■ Objective ■
Render every line of the records below as a JSON list of strings, with one string per line and blank lines omitted.

## begin Data shown

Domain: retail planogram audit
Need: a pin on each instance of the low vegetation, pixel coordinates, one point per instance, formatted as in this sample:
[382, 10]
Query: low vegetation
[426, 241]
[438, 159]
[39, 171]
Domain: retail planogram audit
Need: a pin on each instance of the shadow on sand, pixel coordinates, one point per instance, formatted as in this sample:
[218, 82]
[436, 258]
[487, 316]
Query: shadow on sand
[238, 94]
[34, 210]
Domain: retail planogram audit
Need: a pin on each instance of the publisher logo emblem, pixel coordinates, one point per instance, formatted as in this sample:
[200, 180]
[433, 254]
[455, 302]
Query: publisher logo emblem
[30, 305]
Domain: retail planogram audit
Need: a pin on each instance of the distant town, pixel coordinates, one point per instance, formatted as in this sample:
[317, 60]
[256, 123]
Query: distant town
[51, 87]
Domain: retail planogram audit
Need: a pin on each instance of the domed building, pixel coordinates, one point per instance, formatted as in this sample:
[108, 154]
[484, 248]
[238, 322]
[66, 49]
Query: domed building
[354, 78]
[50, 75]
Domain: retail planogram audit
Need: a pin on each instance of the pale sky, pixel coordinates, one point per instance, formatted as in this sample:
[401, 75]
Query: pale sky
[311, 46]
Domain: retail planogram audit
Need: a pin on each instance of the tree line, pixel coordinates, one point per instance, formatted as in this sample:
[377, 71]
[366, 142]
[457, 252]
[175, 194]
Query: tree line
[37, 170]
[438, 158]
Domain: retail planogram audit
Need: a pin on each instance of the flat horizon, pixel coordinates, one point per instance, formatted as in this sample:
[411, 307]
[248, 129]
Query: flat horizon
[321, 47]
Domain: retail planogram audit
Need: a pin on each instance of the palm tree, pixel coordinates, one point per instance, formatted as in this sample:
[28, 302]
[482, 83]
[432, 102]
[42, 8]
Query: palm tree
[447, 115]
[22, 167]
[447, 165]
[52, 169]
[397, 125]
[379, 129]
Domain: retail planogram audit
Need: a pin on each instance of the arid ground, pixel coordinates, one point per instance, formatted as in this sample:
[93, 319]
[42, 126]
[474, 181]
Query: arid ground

## end Data shown

■ Correct answer ■
[
  "Domain: retail planogram audit",
  "Need: a pin on each instance of the low vegetation, pixel coordinates, one point per instance, formatted as in this sample:",
  "[382, 10]",
  "Query: low vegetation",
  "[426, 241]",
  "[438, 159]",
  "[39, 171]",
  "Domain: retail planogram audit",
  "Need: a pin on each instance of the shadow on sand, pixel coordinates, one point per instance, formatted as in this sample:",
  "[218, 82]",
  "[436, 258]",
  "[487, 316]",
  "Query: shadow on sand",
  "[238, 94]",
  "[34, 210]",
  "Domain: retail planogram audit",
  "Need: a pin on each instance of the publisher logo emblem, pixel coordinates, one point per instance, formatted as in this sample:",
  "[200, 180]",
  "[433, 254]",
  "[455, 302]",
  "Query: publisher logo emblem",
  "[30, 305]",
  "Domain: retail planogram audit",
  "Need: a pin on each instance of the distant town, pixel coordinates, one point per instance, formatted as in this sample:",
  "[317, 60]",
  "[256, 123]",
  "Query: distant town",
  "[51, 87]",
  "Domain: retail planogram audit",
  "Need: a pin on each instance of the domed building, pixel coordinates, one point per instance, formatted as in this sample:",
  "[108, 154]",
  "[484, 248]",
  "[238, 322]",
  "[66, 49]",
  "Query: domed building",
  "[354, 78]",
  "[50, 75]",
  "Domain: retail planogram audit",
  "Need: a pin on each instance of the pale sky, pixel coordinates, one point per instance, formatted as in this sample:",
  "[401, 75]",
  "Query: pale sky",
  "[311, 46]",
  "Domain: retail planogram audit",
  "Need: a pin on each instance of the tree line, pixel coordinates, one point per instance, formatted as in this sample:",
  "[377, 71]",
  "[366, 142]",
  "[457, 252]",
  "[175, 194]",
  "Query: tree line",
  "[37, 170]",
  "[438, 158]",
  "Domain: retail planogram audit",
  "Need: a pin on each instance of the flat horizon, pixel coordinates, one point per instance, formatted as in this sample:",
  "[411, 307]",
  "[248, 129]",
  "Query: flat horizon",
  "[321, 47]",
  "Domain: retail planogram audit",
  "Need: a pin on each instance of the palm tree, pixel coordinates, one point per instance, formatted as in this sample:",
  "[28, 302]",
  "[482, 83]",
  "[432, 102]",
  "[42, 8]",
  "Query: palm tree",
  "[447, 115]",
  "[22, 167]",
  "[447, 165]",
  "[52, 169]",
  "[397, 125]",
  "[379, 129]",
  "Domain: retail planogram audit",
  "Need: a pin on each instance of the arid ground, pixel coordinates, one point per instance, formatted as in this sample:",
  "[93, 319]",
  "[42, 126]",
  "[474, 181]",
  "Query: arid ground"
]